AUFGABEN -
a: Entscheide für jede Aussage, ob sie mit dem Entscheidungstext zum Kindesunterhalt übereinstimmt, und belege dein Ja oder Nein mit einem wörtlichen Zitat. (i) Laut Vergleich zahlt der Vater jedem der beiden Minderjährigen monatlich 105 EUR. (ii) Der Vater lebt seit 2013 wieder in seiner eigenen Wohnung. (iii) Dem Revisionsrekurs wird stattgegeben.
b: Welches monatliche Einkommen des Vaters legte man laut dem Entscheidungstext zum Kindesunterhalt der Unterhaltsbemessung zugrunde?
c: Schreib bitte den Entscheidungstext zum Kindesunterhalt im Anschluss an seinen letzten Satz weiter.

European Case Law Identifier: ECLI:AT:OGH0002:2014:0100OB00029.14H.0519.000
Spruch:
Der Revisionsrekurs wird zurückgewiesen.
Begründung:
Der Vater ist aufgrund eines aus Anlass der einvernehmlichen Scheidung der Ehe der Eltern vor dem Bezirksgericht Favoriten am 11. 3. 2009, GZ 40 P 11/09p‑2, abgeschlossenen Vergleichs verpflichtet, den beiden Minderjährigen einen monatlichen Unterhalt in Höhe von jeweils 105 EUR seit 1. 4. 2009 zu zahlen, wobei bei der Unterhaltsbemessung von einem monatlichen Einkommen des Vaters aus Arbeitslosengeldbezug in Höhe von 772 EUR ausgegangen wurde.
Der Vater befindet sich nach einem Schlaganfall seit 29. 4. 2013 dauerhaft im Pflegewohnhaus L*****. Er bedarf einer 24‑Stunden‑Betreuung.
Die Minderjährigen beantragten die Erhöhung des monatlichen Unterhalts für die mj M***** auf 270 EUR ab 1. 6. 2013 und für den mj Q***** auf 250 EUR ab 1. 6. 2013 und auf 270 EUR ab 1. 10. 2013 im Wesentlichen mit der Begründung, ihre Bedürfnisse seien gestiegen, ihr Unterhalt sei gegenüber den Kosten für das Pflegeheim bevorrechtet und ihr Vater werde im Pflegewohnhaus umfassend versorgt.

DATENSÄTZE -
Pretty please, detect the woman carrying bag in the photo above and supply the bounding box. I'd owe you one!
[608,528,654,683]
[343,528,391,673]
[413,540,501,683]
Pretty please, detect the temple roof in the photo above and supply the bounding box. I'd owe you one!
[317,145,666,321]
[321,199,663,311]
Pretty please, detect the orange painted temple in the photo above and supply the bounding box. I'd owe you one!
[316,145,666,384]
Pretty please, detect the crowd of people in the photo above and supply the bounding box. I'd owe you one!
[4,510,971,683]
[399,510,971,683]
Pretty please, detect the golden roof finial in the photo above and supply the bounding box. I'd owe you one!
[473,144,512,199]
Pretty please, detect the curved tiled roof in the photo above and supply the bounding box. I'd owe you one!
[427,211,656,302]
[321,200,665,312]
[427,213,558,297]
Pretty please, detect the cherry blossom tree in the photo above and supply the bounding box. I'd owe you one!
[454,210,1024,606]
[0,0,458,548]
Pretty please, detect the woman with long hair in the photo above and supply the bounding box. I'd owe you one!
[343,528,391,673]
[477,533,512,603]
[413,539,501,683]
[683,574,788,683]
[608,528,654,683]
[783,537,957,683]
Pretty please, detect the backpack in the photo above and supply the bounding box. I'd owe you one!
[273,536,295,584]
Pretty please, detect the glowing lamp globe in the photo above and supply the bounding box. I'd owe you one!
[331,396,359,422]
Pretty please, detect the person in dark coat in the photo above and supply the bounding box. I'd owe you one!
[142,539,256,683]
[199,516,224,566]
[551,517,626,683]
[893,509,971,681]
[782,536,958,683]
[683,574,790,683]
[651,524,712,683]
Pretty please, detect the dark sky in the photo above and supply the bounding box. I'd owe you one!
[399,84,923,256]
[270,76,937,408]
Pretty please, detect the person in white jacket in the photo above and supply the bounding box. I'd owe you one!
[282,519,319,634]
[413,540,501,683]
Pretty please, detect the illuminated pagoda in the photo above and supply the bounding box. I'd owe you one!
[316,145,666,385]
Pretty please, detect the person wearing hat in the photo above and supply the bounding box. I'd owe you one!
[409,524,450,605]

LÖSUNGEN -
a:
(i) Ja: „den beiden Minderjährigen einen monatlichen Unterhalt in Höhe von jeweils 105 EUR seit 1. 4. 2009 zu zahlen“
(ii) Nein: „seit 29. 4. 2013 dauerhaft im Pflegewohnhaus“
(iii) Nein: „Der Revisionsrekurs wird zurückgewiesen.“

b: Ein Einkommen aus Arbeitslosengeldbezug in Höhe von 772 EUR.

c:
Der Vater, vertreten durch den bestellten Sachwalter, beantragte die Abweisung des Erhöhungsbegehrens. Der tatsächliche Pflegeaufwand könne mit dem ihm gewährten Pflegegeld nicht finanziert werden. Zur teilweisen Deckung seiner Verpflegungskosten gingen 80 % seiner Bezüge auf den Kostenträger über, während ihm nur 20 % seiner Pension verblieben.
Das Erstgericht wies den Unterhaltserhöhungsantrag der Minderjährigen ab. Es stellte im Wesentlichen fest, dass sich die beiden Minderjährigen in Pflege und Erziehung ihrer Mutter befinden. Der Vater bezieht eine Invaliditätspension in Höhe von 1.335 EUR inklusive Kinderzuschuss und anteiligen Sonderzahlungen. Zusätzlich bezieht der Vater Pflegegeld der Stufe 4 in Höhe von 664,30 EUR monatlich. Der Vater befindet sich im Pflegewohnhaus L*****, weil er nach seinem Schlaganfall einer 24‑Stunden‑Betreuung bedarf. Diese Pflege und Betreuung des Vaters kostet pro Tag 211,37 EUR, somit monatlich ca 6.445 EUR. Dem Vater verbleibt ein monatliches Taschengeld von 119,24 EUR. Es treffen ihn keine weiteren Sorgepflichten.
In rechtlicher Hinsicht führte das Erstgericht aus, das Pflegegeld decke nicht die tatsächlichen Kosten der Pflege und es bestehe ein Fehlbetrag von 5.780,77 EUR monatlich, welcher von der Bemessungsgrundlage des Vaters abzuziehen sei. Dieser Fehlbetrag werde teilweise vom Fonds Soziales Wien und teilweise aus der Pension des Vaters abgedeckt. Für eine höhere als die bisher titelmäßig festgesetzte Unterhaltsleistung bestehe keine Leistungsfähigkeit des Vaters.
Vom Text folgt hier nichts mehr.